◆ **Text excerpt**:
::::::::

We’ve lived in a life where our goal was just to pursue the things that we wanted to pursue, as a family. We love sports, so we played sports. We went to school because our parents wanted us to be successful. We did all these things… and it was only until we got older where we confronted the idea of like…nothing that you can do is gonna make you be able to run away from being Black or biracial.
But I think that it’s an interesting dynamic when your kids start getting older and start becoming woke themselves — and I say woke in the sense of understanding that the world is way more complex and way more gray than the way that my parents wanted to shelter us and make sure that it was kind of more of a Black and White situation.
So when you get older, you start having these conflicts where the interactions of understanding the historical dynamic of different families…whether it’s having my grandparents on one side being fully Black and my grandparents on the other side being fully White…it’s sometimes interesting because the conversations are completely different,the way that we talk about it is completely different, and the way that we understand how race works is completely different. You know, when you look grandparents at who grew up in the ‘60s and one lived in the middle of like Kansas and the other one grew up in the middle of Arkansas, they’re going to have dynamically different perspectives about the world. And so I think growing up it was only until we got older that it’s like coming to terms with that.
The thing that I will say is that I’m blessed and fortunate to have siblings like I do. Because Morgan, Ashley and Tyler are equally brilliant and smart and thoughtful in their own right. As the oldest you get the responsibility to like, lead the way and share your thoughts and make sure they’re going on the right path. And, if I die tomorrow I ain’t really worried about it. They are their own pillars and they are going to equally do amazing stuff — and it’s not because of me or anything that I did, I was just fortunate to watch it happen.
And so, we do have conversations about race now. And for some strange reason all of us are in some type of humanities background…My sister being in psychology and getting her master’s in psychology.. my little brother getting his master’s in communication…. and then Morgan being a youth pastor and having his master’s in theology… like we all come from a background of like, How can we help people? And so when we’re having texting conversations, it has been really interesting because we all come from that different perspectives and we are able to talk about and understand it. And, so yeah, it’s been cool.
If I died today and people still came to the site. What I want them to say is that it was a stepping stone for them to work harder in their own pursuits and their own dreams. It was a stepping stone for them to understand Black culture and be more aware of the appropriation of Black culture and the beautiful dynamic of Black culture. I hope that it is a stepping stone to…maybe 50 years down the road go back and say, Have we changed as a culture and as a community? And it is a stepping stone for people to actually be proactive and do something and make change.
And understand again what we mean to each other. I can’t express that enough. We’ve got to understand who we are and this interaction between two people or three people or multiple people. Because again, we can be really, really cruel. But when you get down to actually listening to answers from a person, you realize that we’re all just trying to figure out how to make it. This world is harsh. It can be really, really harsh. And I think once we get down to that basic level, I think then it opens the doors up to more things.

::::::::

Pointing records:

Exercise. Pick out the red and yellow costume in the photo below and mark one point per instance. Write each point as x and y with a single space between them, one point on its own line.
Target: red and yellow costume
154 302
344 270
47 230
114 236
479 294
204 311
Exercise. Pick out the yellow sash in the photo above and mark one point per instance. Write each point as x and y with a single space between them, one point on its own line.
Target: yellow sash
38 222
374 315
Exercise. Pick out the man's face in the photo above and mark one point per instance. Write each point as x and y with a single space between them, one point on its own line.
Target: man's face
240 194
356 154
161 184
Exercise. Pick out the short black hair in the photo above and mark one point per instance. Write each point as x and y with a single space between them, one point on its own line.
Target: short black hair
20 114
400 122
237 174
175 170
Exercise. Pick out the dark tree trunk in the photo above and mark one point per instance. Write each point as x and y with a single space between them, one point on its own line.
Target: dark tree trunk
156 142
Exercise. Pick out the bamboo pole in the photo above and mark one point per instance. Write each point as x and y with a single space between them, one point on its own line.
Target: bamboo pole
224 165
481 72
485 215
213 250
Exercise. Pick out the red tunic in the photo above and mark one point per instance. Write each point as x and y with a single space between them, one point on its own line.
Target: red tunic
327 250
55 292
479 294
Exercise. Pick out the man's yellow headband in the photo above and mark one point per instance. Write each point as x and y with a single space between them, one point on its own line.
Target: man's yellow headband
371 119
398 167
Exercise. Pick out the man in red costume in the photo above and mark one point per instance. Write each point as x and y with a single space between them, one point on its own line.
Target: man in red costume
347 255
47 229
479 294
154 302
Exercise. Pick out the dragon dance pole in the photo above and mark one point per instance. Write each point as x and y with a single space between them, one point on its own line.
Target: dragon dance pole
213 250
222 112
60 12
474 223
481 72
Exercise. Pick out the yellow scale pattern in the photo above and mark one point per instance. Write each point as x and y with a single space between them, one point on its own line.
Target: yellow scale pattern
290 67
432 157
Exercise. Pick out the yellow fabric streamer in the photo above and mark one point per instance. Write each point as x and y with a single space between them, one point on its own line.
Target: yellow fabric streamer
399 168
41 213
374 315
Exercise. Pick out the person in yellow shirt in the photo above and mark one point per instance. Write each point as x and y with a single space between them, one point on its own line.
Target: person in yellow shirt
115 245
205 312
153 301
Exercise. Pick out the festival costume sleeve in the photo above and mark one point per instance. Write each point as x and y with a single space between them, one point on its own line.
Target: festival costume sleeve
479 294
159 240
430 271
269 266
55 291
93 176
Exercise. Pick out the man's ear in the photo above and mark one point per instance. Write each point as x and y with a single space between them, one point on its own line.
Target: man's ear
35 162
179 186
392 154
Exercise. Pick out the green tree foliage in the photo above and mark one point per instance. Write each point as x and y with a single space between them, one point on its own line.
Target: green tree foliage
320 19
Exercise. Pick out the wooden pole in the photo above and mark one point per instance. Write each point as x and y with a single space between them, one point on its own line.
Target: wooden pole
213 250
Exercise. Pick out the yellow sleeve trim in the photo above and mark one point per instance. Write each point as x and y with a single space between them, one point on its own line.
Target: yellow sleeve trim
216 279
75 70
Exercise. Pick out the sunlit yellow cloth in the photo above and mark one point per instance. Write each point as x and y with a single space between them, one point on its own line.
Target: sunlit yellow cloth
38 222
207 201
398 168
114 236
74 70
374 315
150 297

::::::::

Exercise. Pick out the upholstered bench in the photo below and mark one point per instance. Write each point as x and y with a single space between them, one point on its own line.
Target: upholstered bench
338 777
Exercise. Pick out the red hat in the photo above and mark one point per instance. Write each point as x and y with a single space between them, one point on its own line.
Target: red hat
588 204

::::::::

◆ **Task set**:
A. According to the interview on race and family, what degree is the speaker's sister getting?
B. Pick up the interview on race and family after its final sentence and continue it.

◆ **The replies**:
A. A master's in psychology.

B.
The societal pressures that I felt based on my race is, I have felt like an outsider in many of the spaces throughout my life. And as I was growing up, I don’t know if I really thought too much about how my skin color impacted the room or the atmosphere or the relationships that I was going to have with other individuals in those spaces. You know, growing up as a kid, you learn about the impact of your skin color. Growing up on the playground with my best friend Matt, who is White, and hanging out with all the other kids, most of them were White, you don’t really think too much about it. I was just so focused on playing or having fun or doing sports or getting good grades or just making it through elementary school, middle school, high school, and even college…I didn’t really think too much about how my skin color was being impacted by the world.
And then I finally listened to Malcolm Gladwell’s Revisionist History, and there’s this episode about Sammy Davis Jr and that’s when I first realized the idea of being an outsider. In the episode, Malcolm Gladwell talks about how Sammy Davis contorted himself to fit in with the people in the golden era of Hollywood, which was predominantly White and still is predominantly White. And the idea that he had to contort himself to fit in and in the end still never was able to be accepted because he was a Black man. That was something that was really compelling to me. And I had to ask myself those same questions. Did I contort myself to fit in with the group? Did I have to dim my Blackness and my skin color to fit in with everyone else? And I was just worried that I was doing it subconsciously, not, you know, actively doing it, because I had grown up in these spaces and not really thought about who I was as a person.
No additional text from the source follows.